What is being asked:
The answer should be every line below, repeated exactly, with the images left out.

Region pointing data
---------------

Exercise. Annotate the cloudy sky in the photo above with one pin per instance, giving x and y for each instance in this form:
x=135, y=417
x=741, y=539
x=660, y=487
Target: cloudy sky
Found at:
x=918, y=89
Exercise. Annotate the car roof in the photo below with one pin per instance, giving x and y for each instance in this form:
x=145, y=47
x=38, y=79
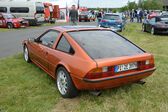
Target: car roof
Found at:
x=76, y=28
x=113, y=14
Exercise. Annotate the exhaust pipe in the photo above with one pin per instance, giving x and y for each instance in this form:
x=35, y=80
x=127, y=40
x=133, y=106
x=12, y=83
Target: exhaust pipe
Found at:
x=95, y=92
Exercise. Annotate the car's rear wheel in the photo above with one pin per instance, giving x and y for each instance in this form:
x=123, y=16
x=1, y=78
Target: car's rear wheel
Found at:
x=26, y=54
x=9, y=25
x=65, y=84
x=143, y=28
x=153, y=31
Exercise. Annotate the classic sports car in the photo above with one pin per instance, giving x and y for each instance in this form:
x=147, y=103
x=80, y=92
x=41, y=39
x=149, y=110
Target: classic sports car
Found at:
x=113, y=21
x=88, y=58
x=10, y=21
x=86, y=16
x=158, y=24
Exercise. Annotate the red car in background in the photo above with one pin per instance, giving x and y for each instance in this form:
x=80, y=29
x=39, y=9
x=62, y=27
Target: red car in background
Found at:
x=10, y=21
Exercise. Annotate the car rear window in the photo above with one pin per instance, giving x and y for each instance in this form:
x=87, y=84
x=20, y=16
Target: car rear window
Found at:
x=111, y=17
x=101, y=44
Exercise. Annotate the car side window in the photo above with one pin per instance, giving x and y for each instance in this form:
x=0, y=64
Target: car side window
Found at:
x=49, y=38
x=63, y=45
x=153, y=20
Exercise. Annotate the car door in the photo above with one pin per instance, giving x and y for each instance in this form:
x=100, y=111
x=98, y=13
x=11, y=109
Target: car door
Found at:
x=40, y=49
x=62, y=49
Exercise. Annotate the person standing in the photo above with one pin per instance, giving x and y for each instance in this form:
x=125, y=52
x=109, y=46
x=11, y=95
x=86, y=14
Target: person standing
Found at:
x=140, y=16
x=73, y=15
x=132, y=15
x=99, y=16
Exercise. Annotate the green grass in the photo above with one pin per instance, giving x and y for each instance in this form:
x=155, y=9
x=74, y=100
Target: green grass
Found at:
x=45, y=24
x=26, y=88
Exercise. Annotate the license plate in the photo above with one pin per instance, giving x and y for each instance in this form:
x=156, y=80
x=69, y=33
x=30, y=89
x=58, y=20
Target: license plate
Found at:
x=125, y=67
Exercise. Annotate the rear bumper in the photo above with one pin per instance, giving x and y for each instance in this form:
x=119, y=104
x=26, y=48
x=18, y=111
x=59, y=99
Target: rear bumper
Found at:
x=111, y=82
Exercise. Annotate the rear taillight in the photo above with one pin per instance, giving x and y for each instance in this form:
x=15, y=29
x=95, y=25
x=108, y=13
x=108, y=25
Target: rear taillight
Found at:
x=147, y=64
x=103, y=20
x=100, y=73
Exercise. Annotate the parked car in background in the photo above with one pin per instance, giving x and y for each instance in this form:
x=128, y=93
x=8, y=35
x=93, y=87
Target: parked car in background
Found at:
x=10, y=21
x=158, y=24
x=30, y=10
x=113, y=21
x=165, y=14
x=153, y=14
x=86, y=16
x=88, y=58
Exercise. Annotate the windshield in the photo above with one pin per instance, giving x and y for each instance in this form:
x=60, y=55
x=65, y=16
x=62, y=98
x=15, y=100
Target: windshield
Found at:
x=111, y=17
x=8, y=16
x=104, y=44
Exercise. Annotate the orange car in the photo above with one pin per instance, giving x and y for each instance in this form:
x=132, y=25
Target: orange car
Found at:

---------------

Answer to the problem:
Exercise. Annotate the cloudy sky in the photo above with one pin per instance, giving x and y for each instance in this form:
x=135, y=417
x=741, y=539
x=660, y=487
Target: cloudy sky
Found at:
x=918, y=89
Exercise. Annotate the car roof in the photo below with one pin per instance, giving x and y for each instance in this form:
x=145, y=47
x=38, y=79
Target: car roof
Found at:
x=76, y=28
x=113, y=14
Exercise. Annotate the exhaust pipe in the photo above with one pin per instance, giving x and y for each instance in this form:
x=35, y=80
x=127, y=40
x=133, y=106
x=12, y=83
Target: exhaust pipe
Found at:
x=95, y=92
Exercise. Annotate the car's rear wheel in the photo above with one pin per instance, giving x and y for each instance in this form:
x=123, y=16
x=1, y=78
Target: car's rear wheel
Found at:
x=26, y=54
x=9, y=25
x=65, y=84
x=143, y=28
x=153, y=31
Exercise. Annotate the classic sports car in the photo above with one pin per instance, giving x and y for each instance in this form:
x=147, y=103
x=80, y=92
x=41, y=39
x=149, y=110
Target: classic sports car
Found at:
x=113, y=21
x=88, y=58
x=10, y=21
x=86, y=16
x=158, y=24
Exercise. Annotate the red car in background in the photo above with one pin per instance, giving x and y for each instance in this form:
x=80, y=29
x=39, y=9
x=62, y=27
Target: red car in background
Found at:
x=10, y=21
Exercise. Annotate the car rear window in the photo above with one pin per instance, giving x and y for each instance in this form:
x=87, y=84
x=20, y=16
Target: car rear window
Found at:
x=111, y=17
x=101, y=44
Exercise. Annotate the car side window in the photo above with one pin per instance, giving x and y for each instance in this form:
x=0, y=64
Target: car side window
Found at:
x=49, y=38
x=63, y=45
x=153, y=20
Exercise. Annotate the car door in the photo above with one pin per instance, giving x and y for each instance in this form:
x=100, y=111
x=98, y=13
x=11, y=109
Target: car door
Found at:
x=40, y=49
x=62, y=49
Exercise. Annotate the person standing in the photo above with one pin per instance, giving x and y for each instance in this form:
x=125, y=52
x=109, y=46
x=11, y=95
x=86, y=14
Target: person standing
Found at:
x=140, y=16
x=73, y=15
x=132, y=15
x=99, y=16
Exercise. Annotate the green grass in the photo above with one pin per instance, giving x and y for each instance in this form:
x=155, y=9
x=74, y=100
Target: green grass
Found at:
x=45, y=24
x=26, y=88
Exercise. Annotate the license plate in the photo above with one pin per instance, giving x and y for each instance in this form:
x=156, y=80
x=69, y=33
x=30, y=89
x=58, y=20
Target: license plate
Found at:
x=125, y=67
Exercise. Annotate the rear bumper in the photo above with one pin per instance, giving x and y for each instance in this form:
x=119, y=104
x=26, y=48
x=18, y=111
x=59, y=99
Target: rear bumper
Found at:
x=111, y=82
Exercise. Annotate the rear taillight in the photo above with one pin per instance, giving x and y for each instance in this form:
x=15, y=29
x=95, y=25
x=108, y=13
x=108, y=25
Target: rear taillight
Found at:
x=147, y=64
x=103, y=20
x=100, y=73
Exercise. Annotate the parked car in background in the photo above with one pin per instance, giving x and y for each instance in this form:
x=128, y=93
x=8, y=35
x=93, y=87
Target: parked car in background
Found at:
x=10, y=21
x=158, y=24
x=30, y=10
x=113, y=21
x=165, y=14
x=153, y=14
x=86, y=16
x=88, y=58
Exercise. Annotate the windshield in the photo above with one pin per instance, giving x and y for each instance in this form:
x=60, y=55
x=65, y=16
x=62, y=98
x=15, y=100
Target: windshield
Found at:
x=111, y=17
x=8, y=16
x=104, y=44
Exercise. Annotate the orange car in the photo above with one pin per instance, giving x and y for each instance in this form:
x=132, y=25
Target: orange car
Found at:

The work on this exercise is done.